■ **AIM OF THE EXERCISE**:
Write out every one of the records below word for word, omitting the pictures.

■ **STORED ROWS**:
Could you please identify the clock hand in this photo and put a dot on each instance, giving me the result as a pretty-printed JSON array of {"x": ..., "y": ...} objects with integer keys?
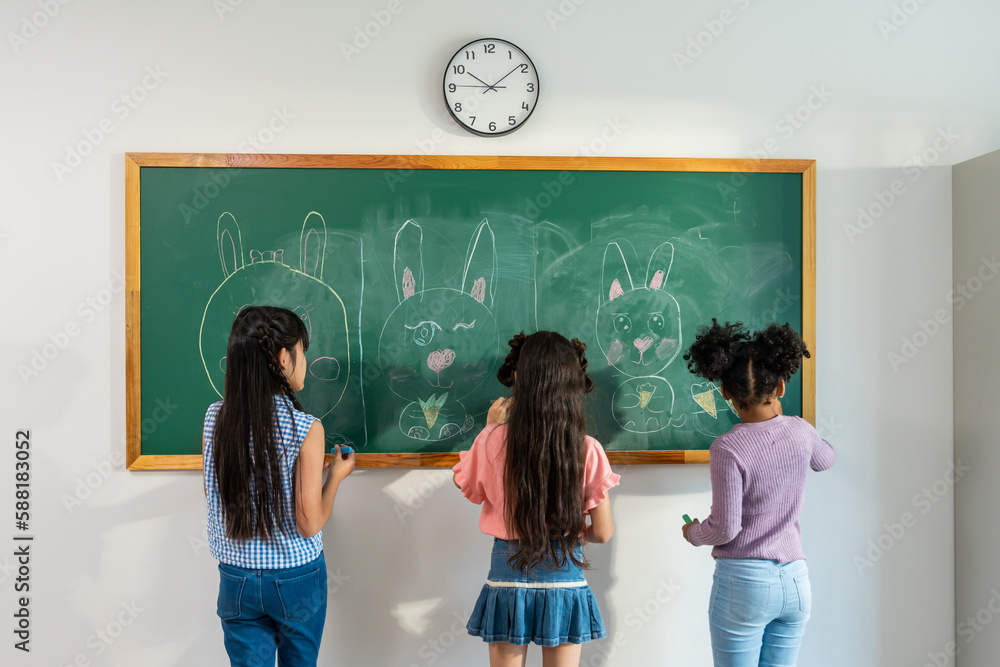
[
  {"x": 507, "y": 74},
  {"x": 488, "y": 86}
]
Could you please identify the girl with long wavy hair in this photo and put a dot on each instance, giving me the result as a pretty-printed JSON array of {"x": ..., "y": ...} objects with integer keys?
[
  {"x": 267, "y": 501},
  {"x": 538, "y": 475}
]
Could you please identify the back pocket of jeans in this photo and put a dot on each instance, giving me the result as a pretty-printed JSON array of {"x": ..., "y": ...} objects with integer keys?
[
  {"x": 748, "y": 600},
  {"x": 301, "y": 597},
  {"x": 230, "y": 595},
  {"x": 804, "y": 589}
]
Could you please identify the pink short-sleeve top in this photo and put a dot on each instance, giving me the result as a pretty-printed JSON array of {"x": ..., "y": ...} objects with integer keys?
[{"x": 479, "y": 473}]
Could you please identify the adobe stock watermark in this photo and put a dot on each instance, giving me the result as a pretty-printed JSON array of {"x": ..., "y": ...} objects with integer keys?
[
  {"x": 87, "y": 311},
  {"x": 898, "y": 17},
  {"x": 223, "y": 7},
  {"x": 786, "y": 126},
  {"x": 433, "y": 649},
  {"x": 791, "y": 122},
  {"x": 562, "y": 12},
  {"x": 426, "y": 146},
  {"x": 33, "y": 24},
  {"x": 914, "y": 167},
  {"x": 926, "y": 330},
  {"x": 104, "y": 637},
  {"x": 363, "y": 35},
  {"x": 203, "y": 195},
  {"x": 703, "y": 40},
  {"x": 924, "y": 501},
  {"x": 414, "y": 497},
  {"x": 121, "y": 108}
]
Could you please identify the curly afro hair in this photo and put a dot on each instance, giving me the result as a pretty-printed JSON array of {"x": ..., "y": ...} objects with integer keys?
[{"x": 750, "y": 367}]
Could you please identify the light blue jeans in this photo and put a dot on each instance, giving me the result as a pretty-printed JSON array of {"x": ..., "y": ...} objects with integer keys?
[{"x": 758, "y": 612}]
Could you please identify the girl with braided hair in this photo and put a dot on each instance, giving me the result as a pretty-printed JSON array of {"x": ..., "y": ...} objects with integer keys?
[
  {"x": 267, "y": 501},
  {"x": 761, "y": 597},
  {"x": 538, "y": 475}
]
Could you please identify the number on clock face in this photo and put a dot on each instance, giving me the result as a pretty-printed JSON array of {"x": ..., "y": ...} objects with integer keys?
[{"x": 490, "y": 87}]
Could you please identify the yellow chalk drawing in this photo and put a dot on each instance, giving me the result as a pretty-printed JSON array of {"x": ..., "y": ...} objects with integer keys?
[
  {"x": 644, "y": 397},
  {"x": 707, "y": 401}
]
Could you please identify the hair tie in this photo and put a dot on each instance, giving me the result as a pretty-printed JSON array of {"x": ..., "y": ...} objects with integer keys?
[{"x": 581, "y": 349}]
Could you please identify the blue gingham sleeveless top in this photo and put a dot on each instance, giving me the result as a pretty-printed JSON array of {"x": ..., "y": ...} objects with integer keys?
[{"x": 286, "y": 548}]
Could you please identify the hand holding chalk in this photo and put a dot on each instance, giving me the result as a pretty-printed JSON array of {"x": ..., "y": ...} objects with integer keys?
[
  {"x": 342, "y": 465},
  {"x": 688, "y": 522}
]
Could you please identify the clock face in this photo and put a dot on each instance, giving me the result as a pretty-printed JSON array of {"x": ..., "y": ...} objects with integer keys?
[{"x": 490, "y": 87}]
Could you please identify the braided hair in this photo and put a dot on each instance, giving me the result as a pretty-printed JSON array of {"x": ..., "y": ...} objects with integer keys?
[
  {"x": 749, "y": 366},
  {"x": 247, "y": 432},
  {"x": 545, "y": 453}
]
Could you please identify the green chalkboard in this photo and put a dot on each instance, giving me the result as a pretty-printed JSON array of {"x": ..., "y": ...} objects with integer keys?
[{"x": 412, "y": 274}]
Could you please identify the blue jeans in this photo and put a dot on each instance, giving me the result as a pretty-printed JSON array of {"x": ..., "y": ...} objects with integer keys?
[
  {"x": 758, "y": 612},
  {"x": 268, "y": 611}
]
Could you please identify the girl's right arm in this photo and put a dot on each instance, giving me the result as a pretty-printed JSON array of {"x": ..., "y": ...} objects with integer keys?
[{"x": 314, "y": 497}]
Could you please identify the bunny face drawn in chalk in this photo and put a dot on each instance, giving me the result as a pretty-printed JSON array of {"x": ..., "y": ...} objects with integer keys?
[
  {"x": 639, "y": 333},
  {"x": 268, "y": 281},
  {"x": 440, "y": 344}
]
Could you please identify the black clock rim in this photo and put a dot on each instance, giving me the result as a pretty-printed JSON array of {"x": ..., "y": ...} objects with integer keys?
[{"x": 444, "y": 90}]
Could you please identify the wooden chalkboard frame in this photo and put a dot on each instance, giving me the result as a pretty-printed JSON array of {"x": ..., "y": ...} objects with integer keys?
[{"x": 134, "y": 162}]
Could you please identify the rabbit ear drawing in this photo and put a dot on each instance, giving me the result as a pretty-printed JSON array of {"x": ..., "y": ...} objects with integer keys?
[
  {"x": 407, "y": 261},
  {"x": 659, "y": 266},
  {"x": 230, "y": 244},
  {"x": 312, "y": 245},
  {"x": 481, "y": 265},
  {"x": 615, "y": 278}
]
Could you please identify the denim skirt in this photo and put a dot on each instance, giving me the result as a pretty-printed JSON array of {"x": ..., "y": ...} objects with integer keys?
[{"x": 550, "y": 606}]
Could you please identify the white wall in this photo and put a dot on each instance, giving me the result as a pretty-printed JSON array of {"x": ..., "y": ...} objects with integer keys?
[
  {"x": 137, "y": 538},
  {"x": 977, "y": 241}
]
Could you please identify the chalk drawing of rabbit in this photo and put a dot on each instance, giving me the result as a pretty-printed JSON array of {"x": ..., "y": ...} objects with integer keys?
[
  {"x": 268, "y": 281},
  {"x": 439, "y": 344},
  {"x": 639, "y": 334}
]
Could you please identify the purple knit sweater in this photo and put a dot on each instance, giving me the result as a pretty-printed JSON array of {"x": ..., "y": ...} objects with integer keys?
[{"x": 758, "y": 487}]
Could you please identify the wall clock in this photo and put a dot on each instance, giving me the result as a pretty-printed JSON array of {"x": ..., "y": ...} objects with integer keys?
[{"x": 490, "y": 87}]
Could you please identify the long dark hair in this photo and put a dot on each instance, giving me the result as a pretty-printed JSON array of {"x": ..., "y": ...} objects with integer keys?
[
  {"x": 247, "y": 461},
  {"x": 546, "y": 427},
  {"x": 749, "y": 366}
]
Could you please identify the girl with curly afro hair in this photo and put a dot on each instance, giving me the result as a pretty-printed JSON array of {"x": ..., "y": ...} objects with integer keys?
[{"x": 761, "y": 598}]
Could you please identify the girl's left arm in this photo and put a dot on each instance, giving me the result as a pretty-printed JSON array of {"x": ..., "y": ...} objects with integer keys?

■ **REPLY TO THE EXERCISE**:
Could you please identify the clock hand in this photo and put a dot on each instance, giving me the result as a pretty-printed JSON array of {"x": ..., "y": ...} objects with integer keys?
[
  {"x": 507, "y": 74},
  {"x": 488, "y": 86}
]
Could you please identify the girl with long wavy hair in this photo and put a dot on each instance, giving me the result as a pretty-printed JSON array of {"x": ..., "y": ...} objects with integer keys?
[
  {"x": 267, "y": 501},
  {"x": 538, "y": 475}
]
Could you please identify the back pocket of jeans in this photo and put a dot on each instance, giving me the result as a pretty-printed JSON array of {"x": ..., "y": ...} objects with integer keys?
[
  {"x": 748, "y": 600},
  {"x": 301, "y": 597},
  {"x": 230, "y": 595},
  {"x": 804, "y": 589}
]
Could you please identify the pink short-sleeve top in this photo and put a dot on each instance, giving me the result as a pretty-printed JSON array of {"x": ..., "y": ...} objects with integer keys?
[{"x": 479, "y": 473}]
Could you please identify the adobe stock watermark in this photo and put a dot on each instance, giving me the result as a pretty-printed JSON array of {"x": ..., "y": ...} objects with integer keys?
[
  {"x": 87, "y": 311},
  {"x": 898, "y": 17},
  {"x": 223, "y": 7},
  {"x": 786, "y": 126},
  {"x": 433, "y": 649},
  {"x": 791, "y": 122},
  {"x": 562, "y": 12},
  {"x": 426, "y": 146},
  {"x": 33, "y": 24},
  {"x": 914, "y": 167},
  {"x": 926, "y": 330},
  {"x": 104, "y": 637},
  {"x": 363, "y": 35},
  {"x": 203, "y": 195},
  {"x": 703, "y": 40},
  {"x": 924, "y": 501},
  {"x": 414, "y": 497},
  {"x": 121, "y": 108}
]
Could you please identify the curly afro hair in this photo and put a dot on each instance, giving me the result as a pretty-printed JSON array of {"x": ..., "y": ...} objects with integer keys?
[{"x": 750, "y": 367}]
Could you please identify the light blue jeans in this photo and put a dot on each instance, giving me the result as a pretty-printed JSON array of {"x": ..., "y": ...} objects with integer keys?
[{"x": 758, "y": 612}]
Could you please identify the girl with braided hair in this photo and put a dot on each instance, giving me the result as a pretty-printed JSON array of {"x": ..., "y": ...} objects with integer keys?
[
  {"x": 267, "y": 501},
  {"x": 761, "y": 597},
  {"x": 538, "y": 475}
]
Could you please identify the number on clock face in this photo and put a dot on each instance, giving me the result as a pretty-printed JSON array of {"x": ..., "y": ...} objects with integer keys?
[{"x": 490, "y": 87}]
Could you please identify the yellow chalk drawing in this photo and put a dot on each instance, giving me the result as a pretty-printed JSON array of {"x": ..., "y": ...} objects with integer keys?
[
  {"x": 644, "y": 397},
  {"x": 707, "y": 401}
]
Could you please identify the hair tie in this photo and put a dot on each instance, giving me the result as a pretty-printed JSON array of {"x": ..., "y": ...} objects with integer keys?
[{"x": 581, "y": 349}]
Could you please identify the blue gingham sleeveless top in this photo and put a dot on each instance, giving me the result as a pretty-printed JSON array of {"x": ..., "y": ...} objects with integer keys?
[{"x": 286, "y": 548}]
Could you please identify the hand holding chalk in this photo and put a dot on each instance, giving me the result as a pretty-printed JSON array of {"x": ..., "y": ...} objects with integer keys?
[
  {"x": 342, "y": 465},
  {"x": 688, "y": 522}
]
Could you please identify the clock face in this photo and put a dot on each instance, giving me the result as a pretty-printed JSON array of {"x": ..., "y": ...} objects with integer keys?
[{"x": 490, "y": 87}]
Could you please identify the braided hair in this photo and put a dot on each instance, giving me the result as a pretty-printed JSON array of {"x": ..., "y": ...} objects with integer keys?
[
  {"x": 749, "y": 366},
  {"x": 247, "y": 432},
  {"x": 545, "y": 453}
]
Could you please identify the green chalkboard in this photo and put a dot on each instance, giving me the result as a pretty-printed JSON array of {"x": ..., "y": ...} objects with integer keys?
[{"x": 412, "y": 274}]
Could you please identify the blue jeans in this photo and put a dot on each instance, giving me the result as a pretty-printed JSON array of {"x": ..., "y": ...} objects with integer keys?
[
  {"x": 758, "y": 612},
  {"x": 268, "y": 611}
]
Could you please identify the girl's right arm in this photo and put a dot on each instance, giving me the result as a pretty-printed JSON array of {"x": ..., "y": ...} objects with integer keys?
[{"x": 314, "y": 497}]
Could you please identify the bunny face drawn in chalk in this photo and put a dot on each instance, giving me the result as a pretty-printed JSON array of {"x": ..., "y": ...} objects with integer keys?
[
  {"x": 639, "y": 333},
  {"x": 268, "y": 281},
  {"x": 440, "y": 344}
]
Could you please identify the black clock rim in this photo and put a dot on each instance, giving me the result as a pretty-printed JSON array of {"x": ..., "y": ...} objects with integer keys?
[{"x": 444, "y": 90}]
Could you please identify the wooden chalkboard frame in this photo and put a dot on each instance, giving me the result as a pretty-printed JSON array of {"x": ..., "y": ...} objects with integer keys?
[{"x": 134, "y": 162}]
Could you please identify the rabbit ear drawing in this photo and put a dot on each instance, giving me the result as a pretty-printed JSON array of {"x": ..., "y": ...} objects with integer keys?
[
  {"x": 407, "y": 261},
  {"x": 659, "y": 266},
  {"x": 230, "y": 244},
  {"x": 312, "y": 245},
  {"x": 481, "y": 265},
  {"x": 615, "y": 278}
]
Could you please identify the denim skirt in this photo and put a dot on each instance, giving me the result as a pretty-printed JSON array of {"x": ..., "y": ...} objects with integer keys?
[{"x": 550, "y": 606}]
Could you please identify the white wall in this photo and put a dot on each instance, giving me the result as a pretty-printed JSON array of {"x": ..., "y": ...} objects with integer keys?
[
  {"x": 137, "y": 538},
  {"x": 977, "y": 241}
]
Could you please identify the chalk drawing of rabbit in this photo and put a dot on each instance, giving me the result as a pretty-printed JSON array of {"x": ..., "y": ...} objects with integer keys?
[
  {"x": 268, "y": 281},
  {"x": 439, "y": 344},
  {"x": 639, "y": 334}
]
Could you please identify the purple knit sweater in this photo and put a dot on each instance, giving me the result as a pretty-printed JSON array of {"x": ..., "y": ...} objects with integer keys?
[{"x": 758, "y": 487}]
Could you please identify the wall clock in this photo and put a dot on each instance, giving me the result as a pretty-printed JSON array of {"x": ..., "y": ...} objects with integer keys?
[{"x": 490, "y": 87}]
Could you please identify the long dark hair in this photo and put a dot on each instance, giving me the result as a pretty-printed JSON array of {"x": ..., "y": ...} objects with integer keys?
[
  {"x": 247, "y": 461},
  {"x": 546, "y": 427},
  {"x": 749, "y": 366}
]
Could you please identify the girl with curly afro hair in this photo and put a dot on each instance, giving me the result as a pretty-printed JSON array of {"x": ..., "y": ...} objects with integer keys?
[{"x": 761, "y": 598}]
Could you please identify the girl's left arm in this photo and put a dot on each instance, giving me the result as a pretty-printed JSON array of {"x": ..., "y": ...} objects with integer keys?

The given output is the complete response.